Brief
Please write out the lines starting with the first one and going on through the line with "[427, 70, 477, 95]", swapping "headscarf" for "head covering" and leaving everything else unchanged.

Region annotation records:
..........
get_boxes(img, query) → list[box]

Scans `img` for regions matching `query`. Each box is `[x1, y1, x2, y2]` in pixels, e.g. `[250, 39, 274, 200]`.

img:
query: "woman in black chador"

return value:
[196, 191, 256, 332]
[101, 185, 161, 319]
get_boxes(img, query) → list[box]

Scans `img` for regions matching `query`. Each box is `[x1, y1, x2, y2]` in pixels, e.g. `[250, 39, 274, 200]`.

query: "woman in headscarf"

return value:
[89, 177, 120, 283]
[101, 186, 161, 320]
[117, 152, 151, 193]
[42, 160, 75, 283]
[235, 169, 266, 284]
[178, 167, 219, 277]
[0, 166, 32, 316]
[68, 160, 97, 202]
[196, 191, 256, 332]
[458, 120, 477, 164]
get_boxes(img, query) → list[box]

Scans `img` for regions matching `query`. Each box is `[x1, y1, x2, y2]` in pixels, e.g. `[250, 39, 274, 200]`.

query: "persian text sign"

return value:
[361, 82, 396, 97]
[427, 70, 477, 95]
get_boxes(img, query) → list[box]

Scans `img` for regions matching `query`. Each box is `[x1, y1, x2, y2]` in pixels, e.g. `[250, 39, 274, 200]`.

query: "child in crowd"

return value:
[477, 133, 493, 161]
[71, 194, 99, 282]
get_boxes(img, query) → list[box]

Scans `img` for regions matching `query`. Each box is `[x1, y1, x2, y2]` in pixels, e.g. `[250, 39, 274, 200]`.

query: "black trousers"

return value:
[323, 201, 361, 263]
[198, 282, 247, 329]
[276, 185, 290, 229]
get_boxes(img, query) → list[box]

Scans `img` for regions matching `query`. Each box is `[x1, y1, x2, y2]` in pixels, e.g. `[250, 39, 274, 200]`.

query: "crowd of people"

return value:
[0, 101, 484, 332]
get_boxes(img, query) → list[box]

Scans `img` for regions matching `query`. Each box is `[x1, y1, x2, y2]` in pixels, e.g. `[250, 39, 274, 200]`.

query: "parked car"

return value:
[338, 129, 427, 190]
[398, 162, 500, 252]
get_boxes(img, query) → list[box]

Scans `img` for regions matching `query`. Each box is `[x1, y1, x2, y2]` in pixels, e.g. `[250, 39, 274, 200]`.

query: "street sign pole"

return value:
..........
Solved exercise
get_boxes(img, query) → list[box]

Scans `img` for regions matching `query`. Each box is `[x1, y1, x2, y2]` in pixels, e.g. `[250, 39, 274, 200]`.

img:
query: "woman in black chador"

return value:
[196, 191, 256, 332]
[101, 185, 161, 319]
get_boxes(img, query) → list[box]

Scans `img` for regions matching `query`. Each box is `[x1, y1, x2, y2]` in pixels, e.g. `[250, 39, 274, 200]`.

query: "woman in head covering"

return value:
[89, 177, 120, 283]
[101, 186, 161, 320]
[117, 152, 151, 193]
[42, 160, 75, 283]
[235, 169, 266, 284]
[178, 167, 219, 277]
[0, 166, 32, 316]
[68, 160, 97, 202]
[196, 191, 256, 332]
[458, 120, 477, 164]
get_boxes(img, query) → list[box]

Scans `img` for regions matching `query`. Each box is `[x1, y1, x2, y2]` in pixels, e.g. `[250, 39, 274, 200]`.

query: "persian text sign"

return value:
[361, 82, 396, 97]
[427, 70, 477, 95]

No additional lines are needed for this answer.